▶ _EXERCISE DATA_:
--- begin ---
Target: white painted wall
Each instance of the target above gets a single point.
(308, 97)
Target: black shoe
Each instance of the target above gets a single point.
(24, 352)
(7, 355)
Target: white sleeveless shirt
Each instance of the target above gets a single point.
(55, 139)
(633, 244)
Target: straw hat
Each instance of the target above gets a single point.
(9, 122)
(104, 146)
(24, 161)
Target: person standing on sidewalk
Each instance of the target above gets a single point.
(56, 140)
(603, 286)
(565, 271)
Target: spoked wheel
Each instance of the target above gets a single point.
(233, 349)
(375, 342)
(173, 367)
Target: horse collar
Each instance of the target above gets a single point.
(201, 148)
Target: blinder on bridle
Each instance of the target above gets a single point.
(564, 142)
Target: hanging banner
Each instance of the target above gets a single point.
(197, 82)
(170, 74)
--- end ---
--- begin ---
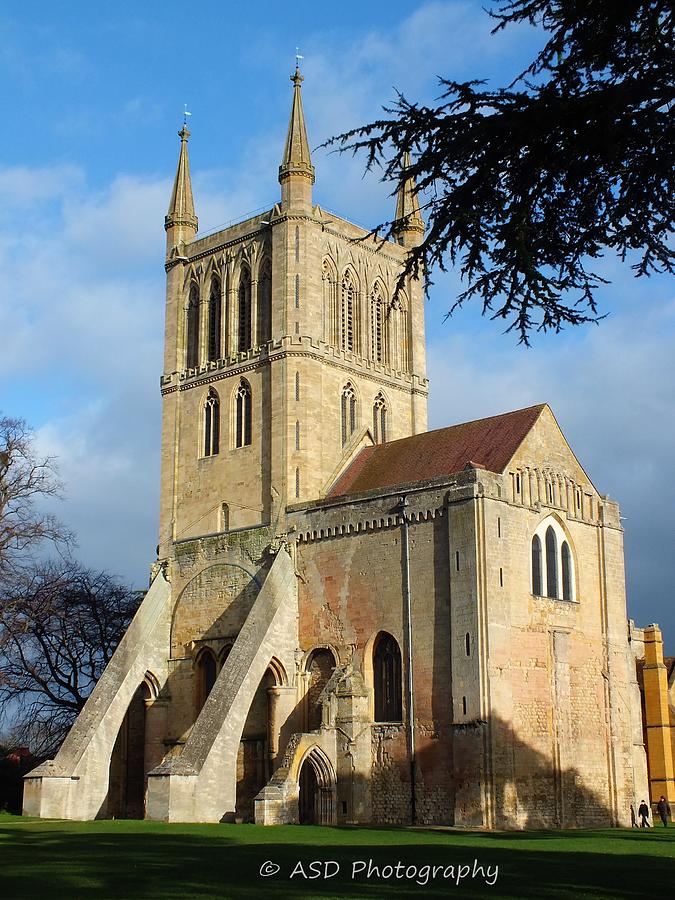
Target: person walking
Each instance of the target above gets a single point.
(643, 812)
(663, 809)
--- end ---
--- begin ---
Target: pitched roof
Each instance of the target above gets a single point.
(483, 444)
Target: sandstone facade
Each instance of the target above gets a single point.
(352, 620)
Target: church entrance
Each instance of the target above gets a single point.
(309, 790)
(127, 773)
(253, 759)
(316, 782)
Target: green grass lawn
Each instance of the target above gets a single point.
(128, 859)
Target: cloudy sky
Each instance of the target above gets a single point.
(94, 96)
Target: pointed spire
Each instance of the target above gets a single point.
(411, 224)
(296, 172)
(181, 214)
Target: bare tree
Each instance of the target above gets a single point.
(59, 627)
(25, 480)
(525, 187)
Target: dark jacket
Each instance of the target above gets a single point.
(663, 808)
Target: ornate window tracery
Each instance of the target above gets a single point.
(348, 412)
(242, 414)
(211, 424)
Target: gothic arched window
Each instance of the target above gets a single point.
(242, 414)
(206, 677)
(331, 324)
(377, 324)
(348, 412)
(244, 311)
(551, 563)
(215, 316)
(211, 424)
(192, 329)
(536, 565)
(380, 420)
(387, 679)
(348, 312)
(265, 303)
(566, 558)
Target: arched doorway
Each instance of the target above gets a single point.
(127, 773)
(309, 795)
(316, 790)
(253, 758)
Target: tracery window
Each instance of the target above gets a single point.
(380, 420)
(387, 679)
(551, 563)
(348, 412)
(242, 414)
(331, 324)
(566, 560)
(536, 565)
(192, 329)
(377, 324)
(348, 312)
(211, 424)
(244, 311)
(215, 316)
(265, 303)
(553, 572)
--- end ---
▶ _WORK REQUIRED_:
Tally the lines in the data above that contain the word "window", treating uppercase and lowercase as different. Reply with the number alone.

▶ _PROBLEM SOLUTION_:
3